#### Task instructions
Rewrite the listing below, changing "whole-number" to "integer" everywhere and leaving everything else as it is. Omit the pictures from your answer.

#### Task material

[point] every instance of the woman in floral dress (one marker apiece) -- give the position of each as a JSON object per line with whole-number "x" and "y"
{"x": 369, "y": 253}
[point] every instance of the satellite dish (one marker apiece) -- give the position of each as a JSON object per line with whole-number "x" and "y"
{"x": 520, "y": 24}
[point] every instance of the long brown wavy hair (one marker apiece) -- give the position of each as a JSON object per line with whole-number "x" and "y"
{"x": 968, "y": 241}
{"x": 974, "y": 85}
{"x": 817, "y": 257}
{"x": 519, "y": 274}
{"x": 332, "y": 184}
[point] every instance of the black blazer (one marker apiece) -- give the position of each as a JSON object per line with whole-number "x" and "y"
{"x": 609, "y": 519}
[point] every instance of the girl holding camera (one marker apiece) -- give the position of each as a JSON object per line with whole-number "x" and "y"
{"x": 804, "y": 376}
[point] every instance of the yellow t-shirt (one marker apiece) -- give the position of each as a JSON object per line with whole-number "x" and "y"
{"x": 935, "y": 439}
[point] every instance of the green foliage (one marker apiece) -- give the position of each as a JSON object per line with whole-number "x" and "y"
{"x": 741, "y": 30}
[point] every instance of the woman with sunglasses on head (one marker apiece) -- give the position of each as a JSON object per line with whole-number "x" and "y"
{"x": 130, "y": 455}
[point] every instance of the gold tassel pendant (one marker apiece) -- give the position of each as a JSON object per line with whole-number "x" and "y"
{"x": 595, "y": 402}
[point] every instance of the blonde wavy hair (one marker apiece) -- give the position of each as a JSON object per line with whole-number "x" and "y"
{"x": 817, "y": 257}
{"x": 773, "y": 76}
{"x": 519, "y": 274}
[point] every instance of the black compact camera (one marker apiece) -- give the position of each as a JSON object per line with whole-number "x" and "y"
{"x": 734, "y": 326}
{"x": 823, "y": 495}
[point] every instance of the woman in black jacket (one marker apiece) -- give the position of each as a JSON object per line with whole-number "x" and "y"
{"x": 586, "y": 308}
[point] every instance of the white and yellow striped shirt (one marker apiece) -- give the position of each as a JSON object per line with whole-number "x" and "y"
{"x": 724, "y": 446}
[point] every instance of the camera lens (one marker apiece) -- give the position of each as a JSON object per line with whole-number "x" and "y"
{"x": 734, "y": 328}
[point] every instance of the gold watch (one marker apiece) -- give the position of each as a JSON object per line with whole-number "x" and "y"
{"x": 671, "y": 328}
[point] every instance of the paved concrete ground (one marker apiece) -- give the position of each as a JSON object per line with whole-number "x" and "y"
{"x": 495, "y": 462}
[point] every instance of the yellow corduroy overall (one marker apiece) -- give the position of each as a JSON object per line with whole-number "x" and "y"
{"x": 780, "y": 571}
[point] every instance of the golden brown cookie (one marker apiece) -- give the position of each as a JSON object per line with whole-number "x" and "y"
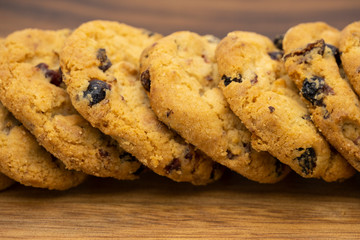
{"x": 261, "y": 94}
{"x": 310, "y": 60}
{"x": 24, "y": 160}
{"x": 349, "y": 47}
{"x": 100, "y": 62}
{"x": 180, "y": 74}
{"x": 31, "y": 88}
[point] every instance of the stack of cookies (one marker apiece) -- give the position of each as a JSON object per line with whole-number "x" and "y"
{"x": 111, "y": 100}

#### Correct result
[point] every instance of the woman in floral dress (one marker apiece) -- give the position of each as a JSON object per line with integer "x" and "y"
{"x": 369, "y": 253}
[point] every instance of the satellite dish (one marker apiece) -- give the position of each as a JSON object per line with integer "x" and "y"
{"x": 520, "y": 24}
[point] every instance of the long brown wavy hair (one marker apiece) -- give the position of each as a JSON object per line with integer "x" and "y"
{"x": 968, "y": 241}
{"x": 974, "y": 85}
{"x": 817, "y": 257}
{"x": 519, "y": 274}
{"x": 332, "y": 184}
[point] every instance of the black blazer (one marker apiece) -- give the position of each as a JSON object per line with integer "x" and "y"
{"x": 609, "y": 519}
[point] every instance of the girl holding camera (one marker apiece) -- give the position of each as a JSON object per line with integer "x" and "y"
{"x": 804, "y": 376}
[point] every instance of the yellow t-shirt (one marker apiece) -- give the position of each as a JSON object per line with integer "x" and "y"
{"x": 935, "y": 439}
[point] every instance of the green foliage (one marker apiece) -- give the position of each as a JSON object per line with integer "x" and "y"
{"x": 741, "y": 30}
[point] every instance of the woman with sunglasses on head (one marker apiece) -- give the position of each as a JSON object per line with integer "x" and "y"
{"x": 130, "y": 455}
[point] every instance of the gold tassel pendant (one marker apiece) -- give the position of each as a JSON object per line with integer "x" and "y"
{"x": 595, "y": 402}
[point] every instance of the blonde wavy hair (one marker apiece) -- give the position of each as a JSON object per line with integer "x" and "y"
{"x": 817, "y": 257}
{"x": 773, "y": 76}
{"x": 519, "y": 274}
[point] every instance of the black compact camera (one marker apiece) -- give the position of each as a JSON object per line with integer "x" and "y"
{"x": 734, "y": 326}
{"x": 823, "y": 495}
[point] every instance of the woman in black jacket (one marker apiece) -- give the position of each as a JSON object per line with integer "x" and "y"
{"x": 586, "y": 308}
[point] every instance of the white and yellow striped shirt (one marker apiece) -- give the position of each as a JSON object per line with integer "x" and "y"
{"x": 724, "y": 446}
[point] every instance of the camera lens (one marker apiece) -- give the position of each as a JSON object per line with integer "x" and "y"
{"x": 734, "y": 328}
[point] every instance of the gold watch (one marker apiece) -- give the position of each as a JSON object per line with integer "x" and "y"
{"x": 671, "y": 328}
[point] every instance of the paved concrete ground (one marker apiece) -- give the position of each as a JSON object per line with integer "x" and "y"
{"x": 495, "y": 462}
[point] every instance of the yellow corduroy overall (one marker apiece) -- give the position of each as a JSON object per line with integer "x" and "y"
{"x": 780, "y": 571}
[point] every instance of the golden brown cookie (one marker apiece) -- give the position of each as a JSON object per line with integer "x" and "y"
{"x": 261, "y": 94}
{"x": 310, "y": 60}
{"x": 24, "y": 160}
{"x": 349, "y": 47}
{"x": 100, "y": 62}
{"x": 180, "y": 74}
{"x": 31, "y": 88}
[point] every instance of the stack of cookies (one marker apiece) -- give the position of each as a JSON object per line with integer "x" and "y"
{"x": 111, "y": 100}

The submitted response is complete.